Source document »
- Opening Delimiter -

Above all, though, we must remember that it is Christ working in us who causes the demons to flee, for it is not by our own power: as St. John explains, "In the spiritual contests...the Judge of the games of piety becomes our all and helper, and joins forces with the contestants in the fight against the devil." Let us constantly pray to the Lord, His Mother All-Pure, and all the saints, through all prayers and supplications, that demons may flee from before us, so we may always more easily advance towards the Ascended Lord.
"Be gone from my heart, Deceiver, be gone right now;
be gone from my limbs, be gone from my life.
Thief, snake, fire, Baal, evil, wickedness, death, chasm, dragon, beast,
night, assailant, madness, chaos, deceiver ,murderer,
who even set ruin upon my forefathers,
you calamity, when you made them taste evil and death.
Christ the Lord orders you to flee into the depths of the sea,
over the cliffs, or to a herd of swine,
like that detestable Legion long ago. But submit,
lest I strike you with the cross, before which everything trembles.

- Closing Delimiter -

Try it »
In the passage on driving out demons, what does the opening paragraph say causes the demons to flee? The listing is separate material, unrelated to the passage on driving out demons.

Recorded data »

- Opening Delimiter -

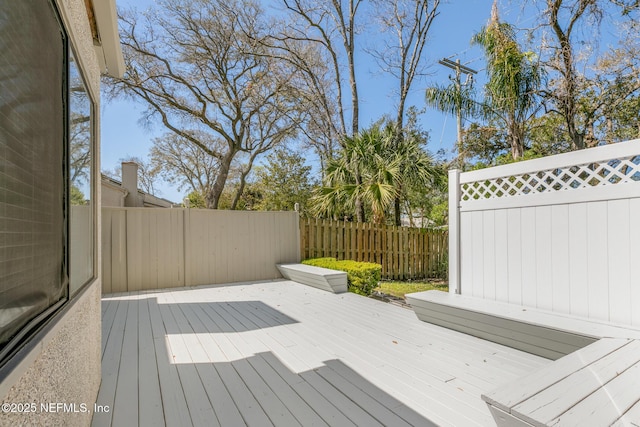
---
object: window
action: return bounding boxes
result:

- Closing Delimiter -

Exercise answer »
Christ working in us causes the demons to flee, not our own power.